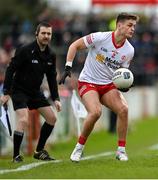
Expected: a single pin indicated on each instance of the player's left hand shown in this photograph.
(124, 89)
(57, 105)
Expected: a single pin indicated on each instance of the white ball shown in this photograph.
(123, 78)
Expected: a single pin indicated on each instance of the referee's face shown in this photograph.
(44, 36)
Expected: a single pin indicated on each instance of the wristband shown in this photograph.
(68, 63)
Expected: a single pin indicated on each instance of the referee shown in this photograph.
(23, 79)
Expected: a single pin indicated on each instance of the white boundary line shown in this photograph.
(154, 147)
(36, 164)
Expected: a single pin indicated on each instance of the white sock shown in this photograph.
(80, 146)
(121, 148)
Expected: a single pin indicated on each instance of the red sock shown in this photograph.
(122, 143)
(82, 140)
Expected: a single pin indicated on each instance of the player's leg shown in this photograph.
(117, 103)
(21, 111)
(45, 132)
(91, 102)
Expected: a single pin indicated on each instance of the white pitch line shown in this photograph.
============================================================
▸ **Problem requirements**: Rewrite all of the records above, changing each "photograph" to "image" and keeping everything else the same. Leave the pictures out of your answer.

▸ **The output**:
Expected: a single pin indicated on each instance of the player's left hand shown in this image.
(124, 89)
(57, 105)
Expected: a single pin indicated on each instance of the white ball shown in this image.
(123, 78)
Expected: a single pin indicated on each instance of the referee's face shown in this image.
(44, 36)
Expected: a single pin indicated on each instance of the wristband shown in this image.
(68, 63)
Expected: a single pin indicated on each instance of the referee shown in this image.
(23, 79)
Expected: a single pin indicated on each instance of the white boundary line shown in this image.
(154, 147)
(36, 164)
Expected: a single pin indicated on each instance of the white sock shown in this image.
(80, 146)
(121, 148)
Expected: a single pin indicated on each instance of the red sock shown in this image.
(122, 143)
(82, 140)
Expected: a single pin indicated on each instance of the player's leg shown in this image.
(117, 103)
(21, 111)
(45, 132)
(91, 102)
Expected: a single pin indicated on each instance of the white pitch line shown in this image.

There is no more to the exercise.